## [Exercise set]
1) In the news report on the House shutdown vote count, how many Republicans backed a continuing resolution with no additional strings attached?
2) Continue the news report on the House shutdown vote count, starting after its final sentence.

## [Excerpted text]
+===+

Votes are there to break shutdown, but not the will
October 8th, 2013
09:10 AM ET
12 months ago

Votes are there to break shutdown, but not the will

Updated 10/9/2013 at 8:00 a.m.

Washington (CNN) – There appeared to be enough votes in the House on Wednesday to approve legislation to reopen the federal government, according to an ongoing CNN survey of House members.

CNN's vote count

All 200 Democrats and 19 Republicans support passing a continuing resolution with no additional legislative strings attached that would reopen the federal government, which has been partially closed for a week over a bitter policy dispute between Republicans and Democrats on health care. With three vacancies in 435 member House, 217 votes are currently the minimum needed for the measure to win approval in the House.

CNN's vote count appears to bear out what President Barack Obama said on Monday.

"The truth of the matter is, there are enough Republican and Democratic votes in the House of Representatives right now to end this shutdown immediately with no partisan strings attached," Obama said.

But this does not mean a vote will happen any time soon, given that these Republicans have not indicated a willingness to try to force Speaker John Boehner, R-Ohio, to bring a continuing resolution with no strings attached to the floor for a vote. After a meeting with Republicans on Tuesday, Republican Rep. Tom Cole of Oklahoma told CNN that the speaker told members there would not be a House vote on a "clean" government funding bill.

The clean CR is at the center of the dispute between Obama and Republicans, the latter trying to use the government shutdown as a legislative avenue to help defund the president's health care law. Many House Republicans are demanding that passage of a continuing resolution is contingent on the health care law being delayed – the first step in an effort they hope to use to dismantle it. The president and Senate Majority Leader Harry Reid, D-Nevada, have said that the GOP's efforts are a non-starter.

As is the case with all vote counts, the numbers continually evolve and change by the hour and day.

Still, Boehner has maintained that there are not enough votes in the House to pass a "clean" CR.

"There are not the votes in the House to pass a clean CR," the speaker said Sunday on ABC's "This Week." "The American people expect in Washington, when we have a crisis like this, that the leaders will sit down and have a conversation. I told my members the other day, there may be a back room somewhere, but there's nobody in it."

Republican Rep. Charles Dent of Pennsylvania disagreed with the speaker's assessment. He told CNN on Monday that if the vote were to come to the floor, he believes it would pass.

"I believe a clean CR would pass comfortably," said Dent. "I'm not here to predict the number, I think it would clear the 217 vote barrier."

In response, Obama dared Boehner on Monday to prove that he doesn't have the votes for a clean continuing resolution.

+===+

## [Collected data]
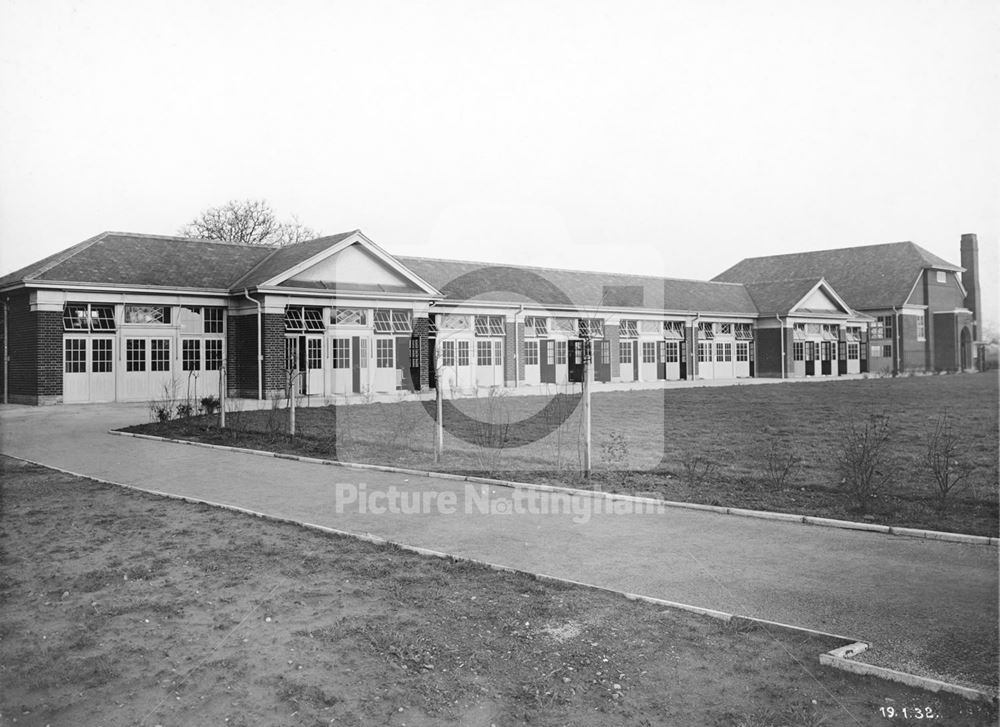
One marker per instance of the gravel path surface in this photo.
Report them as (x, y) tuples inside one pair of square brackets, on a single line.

+===+

## [The answers]
1) 19 Republicans.

2)
"If Republicans and Speaker Boehner are saying there are not enough votes then they should prove it," Obama said. "Let the bill go to the floor, and let's see what happens. Just vote."

On Monday, as Democrats trumpeted other vote counts that appeared to show there are enough votes in the House to pass a clean government funding bill, a number of lawmakers began to walk back previous statements.

Republican Rep. Devin Nunes of California was one of those lawmakers. After telling Huffington Post and others that he supported a government funding bill with no strings attached, his spokesman said Monday that "that was never the case."

"He does not support a clean CR, does not support it, does not advocate it," said Jack Langer, a spokesman for Nunes.

Republicans Leonard Lance of New Jersey and Randy Forbes of Virginia, who other news outlets report have supported a clean government funding bill, told CNN on Monday that they did not back the measure.

"Reports that Randy Forbes supports a 'clean' CR are not true," a Forbes said. "This was misrepresented in a story by the Virginian Pilot (newspaper), which subsequently was picked up by HuffPo and other national outlets – none of which bothered to contact our office to verify."

Instead, Forbes has introduced legislation that would fund all of the government except Obamcare, the aide said.

Not all Republicans moved away from voting for a government funding bill with no strings attached.

Late on Monday, Republican Rep. David Reichert of Washington said he would "continue to vote for any legislation that keeps the federal government open."

Likewise on Tuesday, Republican Rep. Mike Coffman of Colorado announced he supported a government funding bill with no strings attached in a Denver Post opinion-editorial and Republican Rep. Walter B. Jones of North Carolina said he wished the House "would pass a clean CR" during an interview with MSNBC.

Other Republican members, like Rep. Mario Diaz-Balart of Florida, would not confirm a report from the Miami Herald that said the lawmaker would support a clean resolution.

"The president needs to sit down and negotiate with the speaker," Cesar Gonzalez, a spokesman for Diaz-Balart, said. "In the meantime, the congressman does not think it is wise to negotiate through the press."

The 19 Republicans who support a government funding bill with no strings attached are:

Walter B. Jones, R-North Carolina: Said during an interview with MSNBC that he wished the House "would pass a clean CR."

Mike Coffman, R-Colorado: Announced he supported a government funding bill with no strings attached in a Denver Post opinion-editorial.

Tim Griffin, R-Arkansas: "Tweeted the he would support a clean government funding bill."

Bill Young, R-Florida: A spokesman tells CNN that Young would support a clean government funding bill.

Dennis Ross, R-Florida: A spokeswoman told CNN Ross would support a one-year government funding bill at sequestration levels with no strings attached.

Mike Simpson, R-Idaho: Statement: "Similar to Sen. Rand Paul, I could support a very short-term clean CR, perhaps one or two weeks, while we continue to negotiate on a longer-term bill."

Frank LoBiondo, R-New Jersey: LoBiondo penned an editorial in the Philadelphia Inquirer that said he supported a clean government funding bill.

Jon Runyan, R- New Jersey: Runyan penned an editorial in the Philadelphia Inquirer that said he supported a clean government funding bill.

Pete King, R-New York: Told CNN he supports passing a clean government funding bill.

Michael Grimm, R-New York: Grimm told CNN he would support a clean government funding bill.

Jim Gerlach, R-Penn.: A spokesman told CNN that Gerlach would support a clean government funding bill if it came to the floor.

Pat Meehan, R-Penn.: Statement on October 1: "I believe it’s time for the House to vote for a clean, short-term funding bill."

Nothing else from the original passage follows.